Instructions to follow =>
Pull every line containing the word "terrace" from the records.

Point localization data
[Start of Attachment]

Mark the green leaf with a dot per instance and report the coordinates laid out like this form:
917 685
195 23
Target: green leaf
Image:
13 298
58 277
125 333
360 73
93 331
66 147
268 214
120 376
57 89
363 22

[End of Attachment]
[Start of Attachment]

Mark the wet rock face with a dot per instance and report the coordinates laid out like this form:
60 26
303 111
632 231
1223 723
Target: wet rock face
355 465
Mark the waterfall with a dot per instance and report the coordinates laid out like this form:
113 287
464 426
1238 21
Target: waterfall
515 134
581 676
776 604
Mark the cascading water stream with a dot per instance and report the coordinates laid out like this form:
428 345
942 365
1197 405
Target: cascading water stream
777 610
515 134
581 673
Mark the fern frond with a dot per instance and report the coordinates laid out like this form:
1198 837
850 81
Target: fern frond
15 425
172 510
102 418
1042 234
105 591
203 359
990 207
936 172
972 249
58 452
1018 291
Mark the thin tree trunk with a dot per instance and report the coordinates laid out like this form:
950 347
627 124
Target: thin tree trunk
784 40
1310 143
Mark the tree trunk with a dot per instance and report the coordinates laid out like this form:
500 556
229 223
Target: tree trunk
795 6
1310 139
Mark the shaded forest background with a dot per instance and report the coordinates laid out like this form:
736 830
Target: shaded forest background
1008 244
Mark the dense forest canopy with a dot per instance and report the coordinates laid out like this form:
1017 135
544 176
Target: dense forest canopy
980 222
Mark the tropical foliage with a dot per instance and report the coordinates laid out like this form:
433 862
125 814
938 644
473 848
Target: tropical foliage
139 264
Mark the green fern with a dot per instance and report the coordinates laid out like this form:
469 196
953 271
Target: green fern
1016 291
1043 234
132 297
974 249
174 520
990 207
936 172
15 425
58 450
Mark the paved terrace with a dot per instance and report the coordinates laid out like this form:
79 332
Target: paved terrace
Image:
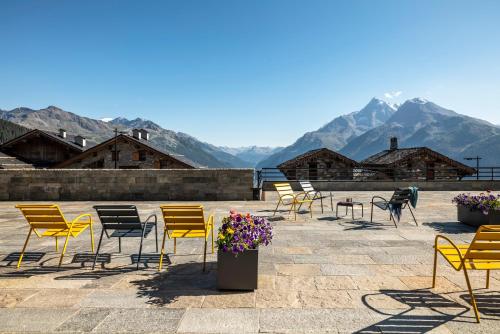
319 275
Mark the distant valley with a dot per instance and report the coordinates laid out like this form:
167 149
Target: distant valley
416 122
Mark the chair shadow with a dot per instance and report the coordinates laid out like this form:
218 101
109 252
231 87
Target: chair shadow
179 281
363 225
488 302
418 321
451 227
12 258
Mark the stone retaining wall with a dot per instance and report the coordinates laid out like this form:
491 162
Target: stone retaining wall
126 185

[End of Attachment]

Result for this exercise =>
Mark the paved terrace with a dot per instance and report the coordinates laid out like this form:
Target: paved terrace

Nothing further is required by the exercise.